RAW DATA:
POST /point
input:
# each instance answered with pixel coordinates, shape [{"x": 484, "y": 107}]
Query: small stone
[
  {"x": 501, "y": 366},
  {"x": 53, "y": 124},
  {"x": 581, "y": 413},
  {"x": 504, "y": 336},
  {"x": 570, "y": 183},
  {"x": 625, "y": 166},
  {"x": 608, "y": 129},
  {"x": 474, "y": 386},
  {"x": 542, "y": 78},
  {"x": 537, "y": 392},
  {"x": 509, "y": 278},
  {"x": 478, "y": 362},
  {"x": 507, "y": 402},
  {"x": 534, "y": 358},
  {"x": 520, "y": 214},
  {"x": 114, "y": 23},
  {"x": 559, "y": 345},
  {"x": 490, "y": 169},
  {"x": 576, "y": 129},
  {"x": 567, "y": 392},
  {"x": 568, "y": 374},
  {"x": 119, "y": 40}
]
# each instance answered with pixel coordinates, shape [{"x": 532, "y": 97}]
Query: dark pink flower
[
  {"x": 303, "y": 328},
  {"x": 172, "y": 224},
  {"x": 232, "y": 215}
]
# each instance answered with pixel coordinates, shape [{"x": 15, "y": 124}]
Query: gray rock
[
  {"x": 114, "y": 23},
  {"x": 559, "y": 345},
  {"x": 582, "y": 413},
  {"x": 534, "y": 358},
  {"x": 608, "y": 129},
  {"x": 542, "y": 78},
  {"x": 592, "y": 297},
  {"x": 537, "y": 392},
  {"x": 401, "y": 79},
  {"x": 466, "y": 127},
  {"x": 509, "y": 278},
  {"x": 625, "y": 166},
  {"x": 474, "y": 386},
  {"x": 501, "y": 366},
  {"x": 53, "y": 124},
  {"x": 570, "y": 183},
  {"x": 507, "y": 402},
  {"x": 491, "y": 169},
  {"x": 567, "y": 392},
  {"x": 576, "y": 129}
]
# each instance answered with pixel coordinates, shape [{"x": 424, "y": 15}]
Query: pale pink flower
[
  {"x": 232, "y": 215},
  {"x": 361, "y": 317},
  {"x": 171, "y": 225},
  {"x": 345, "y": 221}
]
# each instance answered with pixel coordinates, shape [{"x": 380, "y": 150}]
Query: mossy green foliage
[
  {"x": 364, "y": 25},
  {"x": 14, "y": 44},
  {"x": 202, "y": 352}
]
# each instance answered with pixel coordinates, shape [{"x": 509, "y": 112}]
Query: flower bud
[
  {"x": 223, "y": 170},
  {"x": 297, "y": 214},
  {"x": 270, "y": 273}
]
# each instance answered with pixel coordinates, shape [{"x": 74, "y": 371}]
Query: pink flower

EXERCISE BRIEF:
Output an exact copy of each record.

OUTPUT FOR THIS EXERCISE:
POST /point
input:
# each instance answered with pixel coordinates, shape [{"x": 484, "y": 107}]
Query: small stone
[
  {"x": 501, "y": 366},
  {"x": 53, "y": 124},
  {"x": 581, "y": 413},
  {"x": 504, "y": 336},
  {"x": 570, "y": 183},
  {"x": 625, "y": 166},
  {"x": 608, "y": 129},
  {"x": 474, "y": 386},
  {"x": 542, "y": 78},
  {"x": 537, "y": 392},
  {"x": 509, "y": 278},
  {"x": 478, "y": 362},
  {"x": 507, "y": 402},
  {"x": 534, "y": 358},
  {"x": 520, "y": 214},
  {"x": 114, "y": 23},
  {"x": 559, "y": 345},
  {"x": 490, "y": 169},
  {"x": 576, "y": 129},
  {"x": 567, "y": 392},
  {"x": 568, "y": 374},
  {"x": 119, "y": 40}
]
# each instance answered with pixel coordinates, shape [{"x": 532, "y": 97}]
Query: dark pink flower
[
  {"x": 303, "y": 328},
  {"x": 172, "y": 224},
  {"x": 232, "y": 215}
]
# each instance answered with pixel coordinates, shape [{"x": 15, "y": 124}]
Query: gray rock
[
  {"x": 114, "y": 23},
  {"x": 559, "y": 345},
  {"x": 582, "y": 413},
  {"x": 534, "y": 358},
  {"x": 608, "y": 129},
  {"x": 542, "y": 78},
  {"x": 592, "y": 297},
  {"x": 537, "y": 392},
  {"x": 401, "y": 79},
  {"x": 466, "y": 127},
  {"x": 509, "y": 278},
  {"x": 625, "y": 166},
  {"x": 474, "y": 386},
  {"x": 501, "y": 366},
  {"x": 53, "y": 124},
  {"x": 570, "y": 183},
  {"x": 507, "y": 402},
  {"x": 491, "y": 169},
  {"x": 567, "y": 392},
  {"x": 576, "y": 129}
]
# each instance answered with pixel coordinates, shape [{"x": 424, "y": 15}]
Query: pale pink flower
[
  {"x": 232, "y": 215},
  {"x": 361, "y": 317},
  {"x": 171, "y": 225},
  {"x": 345, "y": 221}
]
# each instance answered with pixel coordinates, shape [{"x": 380, "y": 150}]
Query: mossy green foliage
[
  {"x": 364, "y": 25},
  {"x": 14, "y": 44},
  {"x": 202, "y": 352}
]
# each instance answered with pixel coordinates, shape [{"x": 509, "y": 112}]
Query: flower bud
[
  {"x": 223, "y": 170},
  {"x": 297, "y": 214},
  {"x": 270, "y": 273}
]
# each instance answered with pixel coordinates, shape [{"x": 74, "y": 371}]
Query: pink flower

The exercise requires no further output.